**本文:**
+ + + + +
フラメンコのベテラン・小松原庸子の息の長い創作を支えるのは、旺盛なチャレンジ精神と自由な発想だ。この両面を舞踊団創立40周年記念公演シリーズの最後でも発揮した。 太鼓の林英哲とフラメンコ・ピアニストのドランテ。奏法もリズムの取り方も異なる2人の共演を実現させたのだ。
そびえ立つ太鼓に向き合う林。見慣れた光景だが、いつもとビートが違う。フラメンコ特有の12拍子の基本リズムを心がけてたたいているようだ。その豊かで温かな響きが、ドランテのきらびやかで硬質な音を包み込んだり、戯れたり。自在な掛け合いが心地よい。
+ + + + +
**データセットの項目:**

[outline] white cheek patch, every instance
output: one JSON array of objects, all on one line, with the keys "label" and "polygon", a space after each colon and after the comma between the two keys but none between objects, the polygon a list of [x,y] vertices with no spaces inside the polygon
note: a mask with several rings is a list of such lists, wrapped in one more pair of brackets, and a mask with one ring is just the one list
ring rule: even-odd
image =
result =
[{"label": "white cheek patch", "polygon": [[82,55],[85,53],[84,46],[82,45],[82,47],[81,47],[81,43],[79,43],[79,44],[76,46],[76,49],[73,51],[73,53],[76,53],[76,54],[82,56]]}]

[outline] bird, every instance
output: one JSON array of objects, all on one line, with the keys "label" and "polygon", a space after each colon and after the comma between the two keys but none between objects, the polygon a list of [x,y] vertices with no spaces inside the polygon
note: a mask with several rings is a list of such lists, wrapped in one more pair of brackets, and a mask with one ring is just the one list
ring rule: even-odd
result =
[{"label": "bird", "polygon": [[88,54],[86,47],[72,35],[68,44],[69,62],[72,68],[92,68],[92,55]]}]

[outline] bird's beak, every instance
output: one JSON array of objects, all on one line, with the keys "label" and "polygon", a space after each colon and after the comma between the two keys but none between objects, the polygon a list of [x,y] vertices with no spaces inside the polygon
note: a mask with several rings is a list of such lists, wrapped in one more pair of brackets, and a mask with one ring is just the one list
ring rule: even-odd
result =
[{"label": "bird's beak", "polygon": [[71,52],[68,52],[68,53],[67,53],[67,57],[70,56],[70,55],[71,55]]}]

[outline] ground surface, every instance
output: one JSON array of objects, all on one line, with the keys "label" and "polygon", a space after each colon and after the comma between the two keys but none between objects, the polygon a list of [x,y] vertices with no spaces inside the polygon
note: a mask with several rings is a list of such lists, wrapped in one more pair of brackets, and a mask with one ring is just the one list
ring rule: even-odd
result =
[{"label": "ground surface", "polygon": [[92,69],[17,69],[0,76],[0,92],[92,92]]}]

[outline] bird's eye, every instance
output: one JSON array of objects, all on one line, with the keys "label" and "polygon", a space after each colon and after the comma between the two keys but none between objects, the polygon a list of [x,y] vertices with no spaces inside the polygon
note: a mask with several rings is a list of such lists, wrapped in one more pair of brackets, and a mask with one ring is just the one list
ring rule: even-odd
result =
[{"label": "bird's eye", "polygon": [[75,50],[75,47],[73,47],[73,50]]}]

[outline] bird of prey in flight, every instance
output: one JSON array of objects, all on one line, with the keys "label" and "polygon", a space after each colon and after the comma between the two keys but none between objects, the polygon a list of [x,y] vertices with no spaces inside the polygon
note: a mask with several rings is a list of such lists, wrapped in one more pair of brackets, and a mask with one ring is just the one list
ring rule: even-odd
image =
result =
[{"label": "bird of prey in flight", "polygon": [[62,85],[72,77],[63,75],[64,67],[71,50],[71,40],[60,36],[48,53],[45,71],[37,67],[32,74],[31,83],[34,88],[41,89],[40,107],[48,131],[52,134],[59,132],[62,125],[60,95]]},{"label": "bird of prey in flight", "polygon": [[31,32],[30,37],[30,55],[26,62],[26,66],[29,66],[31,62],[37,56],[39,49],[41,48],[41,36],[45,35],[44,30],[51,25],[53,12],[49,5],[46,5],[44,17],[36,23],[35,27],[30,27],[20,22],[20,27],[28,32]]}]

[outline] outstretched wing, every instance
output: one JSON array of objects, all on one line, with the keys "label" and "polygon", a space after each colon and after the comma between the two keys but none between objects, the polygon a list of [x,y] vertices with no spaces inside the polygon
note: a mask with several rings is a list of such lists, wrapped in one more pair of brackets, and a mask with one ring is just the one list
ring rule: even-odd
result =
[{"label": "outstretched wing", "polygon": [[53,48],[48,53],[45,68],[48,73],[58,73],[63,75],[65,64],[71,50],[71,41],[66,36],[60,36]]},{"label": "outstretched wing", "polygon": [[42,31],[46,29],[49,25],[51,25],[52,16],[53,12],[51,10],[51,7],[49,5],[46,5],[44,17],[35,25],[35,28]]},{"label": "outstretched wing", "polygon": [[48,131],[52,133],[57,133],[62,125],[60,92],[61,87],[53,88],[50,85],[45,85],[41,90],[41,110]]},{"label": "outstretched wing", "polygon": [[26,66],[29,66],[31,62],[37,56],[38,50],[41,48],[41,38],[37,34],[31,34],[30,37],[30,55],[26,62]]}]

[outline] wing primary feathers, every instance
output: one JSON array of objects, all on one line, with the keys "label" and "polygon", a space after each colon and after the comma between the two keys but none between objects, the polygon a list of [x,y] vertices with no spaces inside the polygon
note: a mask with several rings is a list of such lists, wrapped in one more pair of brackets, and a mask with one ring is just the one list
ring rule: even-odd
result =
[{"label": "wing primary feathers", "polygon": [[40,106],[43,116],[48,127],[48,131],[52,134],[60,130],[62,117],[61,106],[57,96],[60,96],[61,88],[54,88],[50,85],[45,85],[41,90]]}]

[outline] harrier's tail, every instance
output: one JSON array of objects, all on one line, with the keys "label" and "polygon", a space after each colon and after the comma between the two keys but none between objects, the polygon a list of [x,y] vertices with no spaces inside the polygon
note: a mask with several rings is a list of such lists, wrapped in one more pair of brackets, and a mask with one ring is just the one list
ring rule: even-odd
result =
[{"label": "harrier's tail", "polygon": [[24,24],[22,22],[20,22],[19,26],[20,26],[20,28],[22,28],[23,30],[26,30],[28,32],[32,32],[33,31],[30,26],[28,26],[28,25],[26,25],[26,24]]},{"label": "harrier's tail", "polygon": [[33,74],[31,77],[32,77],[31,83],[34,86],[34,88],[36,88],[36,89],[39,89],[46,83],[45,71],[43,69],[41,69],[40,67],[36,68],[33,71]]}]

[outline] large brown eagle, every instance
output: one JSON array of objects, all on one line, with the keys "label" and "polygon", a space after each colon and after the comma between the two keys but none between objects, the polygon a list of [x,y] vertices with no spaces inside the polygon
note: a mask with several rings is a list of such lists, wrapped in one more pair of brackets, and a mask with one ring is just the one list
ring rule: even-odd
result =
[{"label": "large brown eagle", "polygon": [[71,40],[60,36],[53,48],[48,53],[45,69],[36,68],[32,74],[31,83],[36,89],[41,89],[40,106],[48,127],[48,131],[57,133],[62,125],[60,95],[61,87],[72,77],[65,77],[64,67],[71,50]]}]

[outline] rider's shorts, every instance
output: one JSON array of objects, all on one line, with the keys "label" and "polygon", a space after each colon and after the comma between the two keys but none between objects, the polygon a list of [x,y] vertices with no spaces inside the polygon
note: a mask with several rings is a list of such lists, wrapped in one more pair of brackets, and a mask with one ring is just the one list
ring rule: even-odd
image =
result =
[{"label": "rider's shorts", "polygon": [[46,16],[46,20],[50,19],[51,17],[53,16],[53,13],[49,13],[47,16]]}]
+ + + + +
**作成する内容:**
フラメンコ公演を扱った本文の「フラメンコのベテラン・小松原」から「り、戯れたり。自在な掛け合いが心地よい。」までを、「太鼓」を「和太鼓」に置き換えて書き直してもらえますか？

**演習の出力:**
フラメンコのベテラン・小松原庸子の息の長い創作を支えるのは、旺盛なチャレンジ精神と自由な発想だ。この両面を舞踊団創立40周年記念公演シリーズの最後でも発揮した。 和太鼓の林英哲とフラメンコ・ピアニストのドランテ。奏法もリズムの取り方も異なる2人の共演を実現させたのだ。
そびえ立つ和太鼓に向き合う林。見慣れた光景だが、いつもとビートが違う。フラメンコ特有の12拍子の基本リズムを心がけてたたいているようだ。その豊かで温かな響きが、ドランテのきらびやかで硬質な音を包み込んだり、戯れたり。自在な掛け合いが心地よい。